══ Given records ══
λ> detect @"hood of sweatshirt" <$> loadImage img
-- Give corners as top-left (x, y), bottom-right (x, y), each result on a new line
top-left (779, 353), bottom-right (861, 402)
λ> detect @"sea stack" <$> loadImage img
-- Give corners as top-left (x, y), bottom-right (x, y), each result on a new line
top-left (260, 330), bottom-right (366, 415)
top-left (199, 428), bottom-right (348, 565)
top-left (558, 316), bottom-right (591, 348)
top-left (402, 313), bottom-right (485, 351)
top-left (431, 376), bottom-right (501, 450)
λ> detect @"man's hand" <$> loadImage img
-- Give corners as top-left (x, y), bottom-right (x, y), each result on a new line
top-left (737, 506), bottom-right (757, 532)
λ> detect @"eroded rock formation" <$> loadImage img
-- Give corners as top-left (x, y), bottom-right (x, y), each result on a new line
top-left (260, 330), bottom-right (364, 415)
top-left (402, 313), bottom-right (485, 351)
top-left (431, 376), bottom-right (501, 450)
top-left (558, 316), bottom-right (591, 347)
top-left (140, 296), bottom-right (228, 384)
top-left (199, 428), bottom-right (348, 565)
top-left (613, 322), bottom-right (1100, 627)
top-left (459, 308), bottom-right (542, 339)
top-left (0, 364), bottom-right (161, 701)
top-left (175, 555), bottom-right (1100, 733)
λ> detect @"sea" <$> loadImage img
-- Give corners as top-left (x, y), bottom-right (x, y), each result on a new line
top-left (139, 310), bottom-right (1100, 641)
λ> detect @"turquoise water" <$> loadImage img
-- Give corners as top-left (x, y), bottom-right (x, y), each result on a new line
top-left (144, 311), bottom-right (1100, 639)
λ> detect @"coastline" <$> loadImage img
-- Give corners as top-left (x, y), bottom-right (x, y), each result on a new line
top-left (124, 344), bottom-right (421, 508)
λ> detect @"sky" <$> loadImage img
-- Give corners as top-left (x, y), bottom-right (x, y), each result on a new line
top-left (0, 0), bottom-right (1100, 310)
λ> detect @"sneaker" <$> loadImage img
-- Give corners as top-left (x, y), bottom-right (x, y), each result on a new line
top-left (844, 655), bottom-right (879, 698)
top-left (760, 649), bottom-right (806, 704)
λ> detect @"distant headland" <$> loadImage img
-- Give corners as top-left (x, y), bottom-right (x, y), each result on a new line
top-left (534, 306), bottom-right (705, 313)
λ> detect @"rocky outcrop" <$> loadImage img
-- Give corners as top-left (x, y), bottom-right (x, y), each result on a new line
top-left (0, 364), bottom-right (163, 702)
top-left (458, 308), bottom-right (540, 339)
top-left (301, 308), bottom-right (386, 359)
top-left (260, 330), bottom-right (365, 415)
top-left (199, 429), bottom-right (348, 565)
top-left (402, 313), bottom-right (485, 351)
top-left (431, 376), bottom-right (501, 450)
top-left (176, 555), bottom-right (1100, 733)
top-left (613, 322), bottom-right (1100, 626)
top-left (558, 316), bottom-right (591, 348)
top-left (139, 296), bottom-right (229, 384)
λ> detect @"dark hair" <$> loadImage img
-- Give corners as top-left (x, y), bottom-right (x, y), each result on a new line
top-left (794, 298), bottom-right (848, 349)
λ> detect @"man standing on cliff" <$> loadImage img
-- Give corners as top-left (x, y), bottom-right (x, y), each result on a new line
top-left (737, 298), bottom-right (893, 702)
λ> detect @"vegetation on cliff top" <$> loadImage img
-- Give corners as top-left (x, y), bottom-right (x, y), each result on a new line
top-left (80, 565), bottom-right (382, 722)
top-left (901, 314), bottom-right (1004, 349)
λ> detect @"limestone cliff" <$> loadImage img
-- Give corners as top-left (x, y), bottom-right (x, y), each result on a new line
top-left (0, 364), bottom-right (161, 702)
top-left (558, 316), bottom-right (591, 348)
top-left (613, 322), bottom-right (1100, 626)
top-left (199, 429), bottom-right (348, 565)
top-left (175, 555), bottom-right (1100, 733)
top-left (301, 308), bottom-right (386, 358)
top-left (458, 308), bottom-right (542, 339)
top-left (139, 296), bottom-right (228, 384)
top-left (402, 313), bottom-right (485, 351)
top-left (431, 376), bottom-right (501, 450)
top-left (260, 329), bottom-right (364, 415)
═══
List every line of the data above that contains the string "cliff". Case counts.

The response:
λ> detect @"man standing on cliff" <$> loadImage img
λ> detect @"vegetation on cliff top" <$> loadImage img
λ> detect @"limestone cliff" <$> loadImage img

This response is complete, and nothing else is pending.